# What you will do
Return the stretch of lines below from the one containing "Target: white church wall" through the final line, both ends included, copying each character for character. Give only those lines.

Image location labeling entries:
+-------+
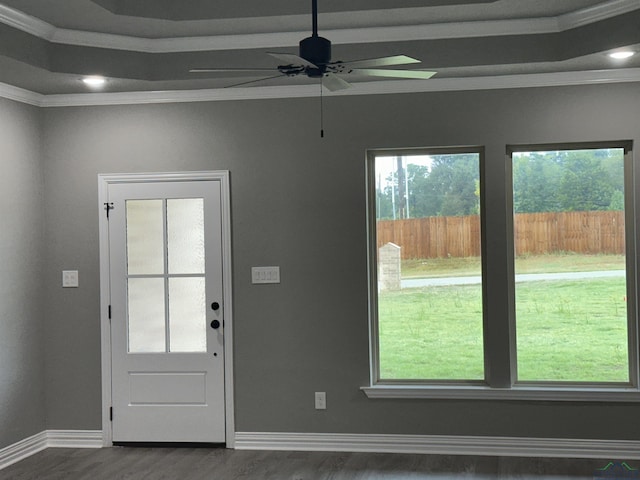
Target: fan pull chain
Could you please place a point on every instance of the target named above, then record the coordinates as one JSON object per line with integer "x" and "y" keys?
{"x": 321, "y": 112}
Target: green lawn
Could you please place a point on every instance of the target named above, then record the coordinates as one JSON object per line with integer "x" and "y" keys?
{"x": 566, "y": 330}
{"x": 568, "y": 262}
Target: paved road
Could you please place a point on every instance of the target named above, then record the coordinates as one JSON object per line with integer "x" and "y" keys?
{"x": 525, "y": 277}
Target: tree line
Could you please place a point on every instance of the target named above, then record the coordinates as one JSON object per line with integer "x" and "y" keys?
{"x": 568, "y": 180}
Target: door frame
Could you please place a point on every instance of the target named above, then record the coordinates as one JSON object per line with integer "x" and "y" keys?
{"x": 104, "y": 180}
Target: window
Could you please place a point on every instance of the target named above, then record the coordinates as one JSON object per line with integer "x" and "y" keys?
{"x": 563, "y": 273}
{"x": 428, "y": 296}
{"x": 572, "y": 316}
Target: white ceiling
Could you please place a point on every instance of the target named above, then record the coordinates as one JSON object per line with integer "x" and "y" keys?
{"x": 147, "y": 47}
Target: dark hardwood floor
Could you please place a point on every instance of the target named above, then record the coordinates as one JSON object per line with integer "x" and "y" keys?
{"x": 133, "y": 463}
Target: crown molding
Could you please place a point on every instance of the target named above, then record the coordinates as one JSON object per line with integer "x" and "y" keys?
{"x": 596, "y": 13}
{"x": 39, "y": 28}
{"x": 21, "y": 95}
{"x": 298, "y": 91}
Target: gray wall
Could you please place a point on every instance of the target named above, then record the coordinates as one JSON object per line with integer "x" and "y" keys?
{"x": 298, "y": 201}
{"x": 22, "y": 401}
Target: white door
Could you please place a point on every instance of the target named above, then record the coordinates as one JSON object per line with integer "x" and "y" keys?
{"x": 167, "y": 322}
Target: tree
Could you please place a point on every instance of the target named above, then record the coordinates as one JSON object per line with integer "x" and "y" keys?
{"x": 585, "y": 184}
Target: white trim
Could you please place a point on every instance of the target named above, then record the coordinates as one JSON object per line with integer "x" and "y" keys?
{"x": 621, "y": 75}
{"x": 104, "y": 180}
{"x": 440, "y": 444}
{"x": 578, "y": 18}
{"x": 22, "y": 449}
{"x": 595, "y": 13}
{"x": 21, "y": 95}
{"x": 31, "y": 25}
{"x": 74, "y": 439}
{"x": 479, "y": 392}
{"x": 49, "y": 439}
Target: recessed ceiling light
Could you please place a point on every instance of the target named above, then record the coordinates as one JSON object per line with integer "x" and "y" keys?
{"x": 94, "y": 81}
{"x": 622, "y": 54}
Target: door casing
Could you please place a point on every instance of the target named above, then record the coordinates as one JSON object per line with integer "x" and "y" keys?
{"x": 104, "y": 180}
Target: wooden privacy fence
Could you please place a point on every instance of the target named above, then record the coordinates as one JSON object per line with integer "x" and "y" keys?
{"x": 535, "y": 233}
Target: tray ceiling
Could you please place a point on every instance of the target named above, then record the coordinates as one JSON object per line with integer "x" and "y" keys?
{"x": 150, "y": 45}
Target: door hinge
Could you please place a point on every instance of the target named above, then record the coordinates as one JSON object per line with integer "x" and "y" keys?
{"x": 108, "y": 206}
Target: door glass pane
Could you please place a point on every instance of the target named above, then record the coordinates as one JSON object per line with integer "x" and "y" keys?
{"x": 145, "y": 237}
{"x": 146, "y": 314}
{"x": 429, "y": 268}
{"x": 185, "y": 233}
{"x": 571, "y": 289}
{"x": 187, "y": 315}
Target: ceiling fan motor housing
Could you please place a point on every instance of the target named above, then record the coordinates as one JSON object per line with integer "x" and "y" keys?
{"x": 316, "y": 50}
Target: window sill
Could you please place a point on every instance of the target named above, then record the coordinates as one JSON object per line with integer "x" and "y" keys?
{"x": 479, "y": 392}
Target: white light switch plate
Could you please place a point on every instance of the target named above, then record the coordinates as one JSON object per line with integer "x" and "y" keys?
{"x": 265, "y": 274}
{"x": 70, "y": 279}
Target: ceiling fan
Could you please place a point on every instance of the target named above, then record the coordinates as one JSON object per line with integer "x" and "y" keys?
{"x": 314, "y": 61}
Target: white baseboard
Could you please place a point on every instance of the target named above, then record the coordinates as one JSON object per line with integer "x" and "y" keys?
{"x": 74, "y": 439}
{"x": 22, "y": 449}
{"x": 442, "y": 444}
{"x": 49, "y": 439}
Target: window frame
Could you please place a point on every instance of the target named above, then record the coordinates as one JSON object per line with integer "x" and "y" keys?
{"x": 500, "y": 382}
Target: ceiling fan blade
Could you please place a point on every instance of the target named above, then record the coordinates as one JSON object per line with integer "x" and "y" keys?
{"x": 379, "y": 72}
{"x": 230, "y": 70}
{"x": 380, "y": 62}
{"x": 253, "y": 81}
{"x": 291, "y": 59}
{"x": 334, "y": 83}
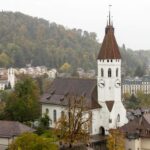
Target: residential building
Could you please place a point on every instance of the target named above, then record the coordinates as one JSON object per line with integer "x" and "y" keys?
{"x": 137, "y": 133}
{"x": 9, "y": 130}
{"x": 7, "y": 78}
{"x": 133, "y": 85}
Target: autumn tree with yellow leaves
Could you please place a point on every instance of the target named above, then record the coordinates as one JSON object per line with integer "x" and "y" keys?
{"x": 75, "y": 122}
{"x": 116, "y": 140}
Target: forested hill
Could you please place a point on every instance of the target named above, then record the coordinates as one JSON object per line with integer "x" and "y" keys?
{"x": 25, "y": 39}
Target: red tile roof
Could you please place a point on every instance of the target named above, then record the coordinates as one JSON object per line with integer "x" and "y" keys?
{"x": 109, "y": 48}
{"x": 109, "y": 105}
{"x": 13, "y": 128}
{"x": 140, "y": 126}
{"x": 73, "y": 87}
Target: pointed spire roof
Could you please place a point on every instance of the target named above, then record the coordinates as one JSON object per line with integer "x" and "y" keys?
{"x": 109, "y": 48}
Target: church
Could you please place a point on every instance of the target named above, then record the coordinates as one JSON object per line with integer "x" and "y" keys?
{"x": 102, "y": 95}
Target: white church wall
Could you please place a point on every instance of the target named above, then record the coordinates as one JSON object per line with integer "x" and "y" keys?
{"x": 50, "y": 112}
{"x": 100, "y": 119}
{"x": 109, "y": 91}
{"x": 118, "y": 115}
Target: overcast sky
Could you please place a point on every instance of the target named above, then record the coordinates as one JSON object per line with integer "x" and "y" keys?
{"x": 131, "y": 17}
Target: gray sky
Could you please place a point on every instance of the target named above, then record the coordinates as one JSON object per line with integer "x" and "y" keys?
+-------+
# Expected answer
Target: white church wall
Could you please place a point on every instance of the target named above, then record the coordinates as one JSON object per line with integer "x" and "y" keys?
{"x": 50, "y": 112}
{"x": 100, "y": 119}
{"x": 109, "y": 91}
{"x": 118, "y": 115}
Target: overcast sky
Could you please place a point on every instance of the target named above, then record the coordinates as one JSON object per line with integer "x" and "y" keys?
{"x": 131, "y": 17}
Target: gray sky
Could you please place a point on every instance of the target named above, then record the coordinates as one JSON object per line with integer "x" and "y" keys?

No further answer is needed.